[START OF Source extract]

In this post, we will cover the ins and outs of planning your perfect tropical getaway to the beautiful state of Hawaii, from finding a great deal on airfare to the islands most beautiful beaches. Careful planning can make your Hawaii vacation a trip you remember.

Woman wearing a hat seated on a beach. Looking at people swimming in the water. Sailboat in the background.
Surfing was born in Hawaii and is deeply intertwined with its history and culture.

1. Decide when to go

Choosing when to go to Hawaii depends on your preferences.

  • For the best weather, travel in the shoulder seasons, April/May and September/October.
  • If you’re looking for surfing weather, it is best from November until March.
  • If you want to experience Hawaii at its warmest, busiest time, visit May through October.
  • If you hate crowds, the quietest month for tourists is November.
  • Hurricane season lasts from June to November, but don’t worry too much. They rarely get severe storms.

Every Hawaii packing list needs to include both rain gear and a coat. Hawaiian rainfalls are usually just a light drizzle, but even that depends on which island you’re visiting. For example, the island of Kona only gets about five to eight inches of rain a year, while the Isle of Hilo gets about 180 inches.

Hawaii’s temperatures can drop to lows of 60° F (15° C) during the winter months and reach highs of 90° F  (32° C) in the summer months. If you visit Mauna Kea on the island of Hawaii or the Haleakala Crater on the isle of Maui, you should bring a coat. Temperatures can drop down to lows of 25° (-4° C) daily.

Sandy walkway on a palm beach in Hawaii

2. Choose your island(s)

If you ask someone which Hawaiian island is the best to visit, you’ll probably get a different answer every time. Hawaii has eight main islands, and a visitor can choose from six of them, so you have a wide variety of options.

[END OF Source extract]
[START OF Dataset content]

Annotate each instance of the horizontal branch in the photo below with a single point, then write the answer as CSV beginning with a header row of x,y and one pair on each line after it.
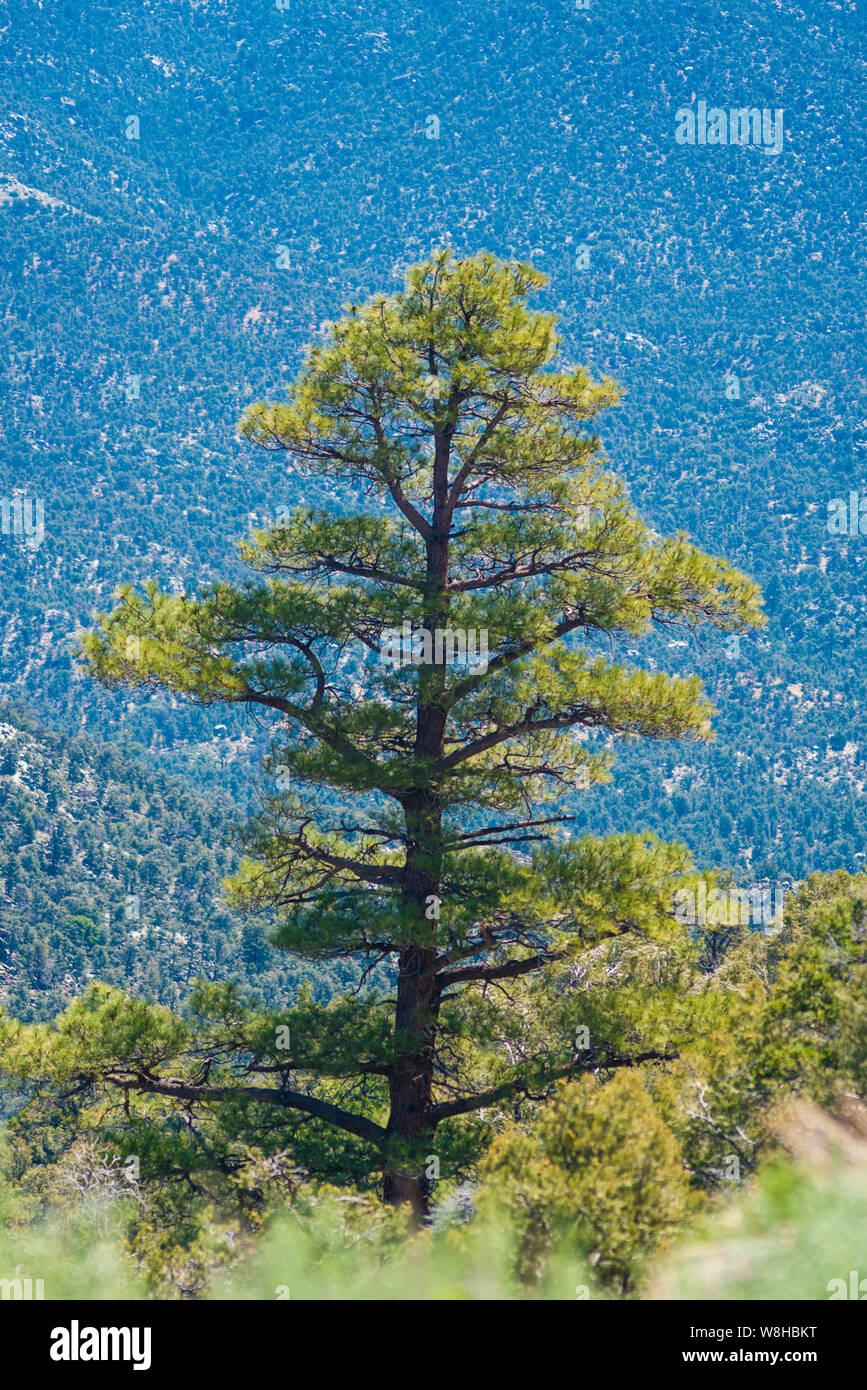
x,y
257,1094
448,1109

[END OF Dataset content]
[START OF Dataset content]

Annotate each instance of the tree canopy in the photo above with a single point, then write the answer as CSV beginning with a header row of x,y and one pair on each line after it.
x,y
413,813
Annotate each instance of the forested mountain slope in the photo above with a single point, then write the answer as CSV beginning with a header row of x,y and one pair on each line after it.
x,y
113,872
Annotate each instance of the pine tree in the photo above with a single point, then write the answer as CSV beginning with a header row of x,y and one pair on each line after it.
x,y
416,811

[END OF Dataset content]
[START OF Dataset content]

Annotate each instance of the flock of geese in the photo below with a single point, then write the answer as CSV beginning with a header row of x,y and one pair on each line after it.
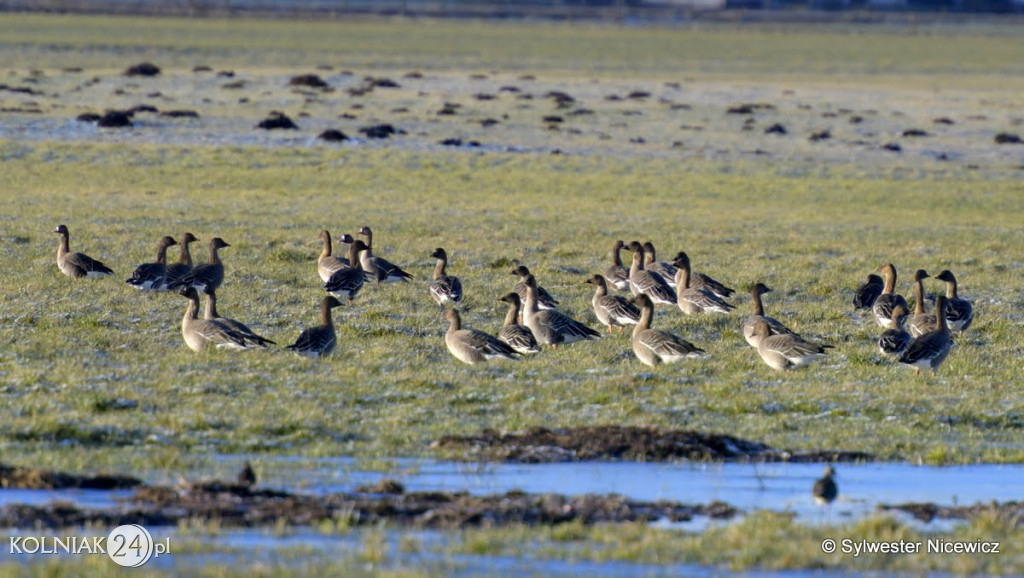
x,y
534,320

[END OF Dataset content]

To-do list
1. Summarize the Hawaii trip-planning text in two sentences.
2. In the Hawaii trip-planning text, which months are named as best for surfing weather?
The rows on this page come from a different source than the text.

Responses for each task
1. The text covers planning a Hawaii vacation and says the best time to go depends on preference: the shoulder seasons of April/May and September/October offer the best weather, while November is the quietest month for tourists. It advises packing both rain gear and a coat and notes that visitors can choose from six of Hawaii's eight main islands.

2. November until March.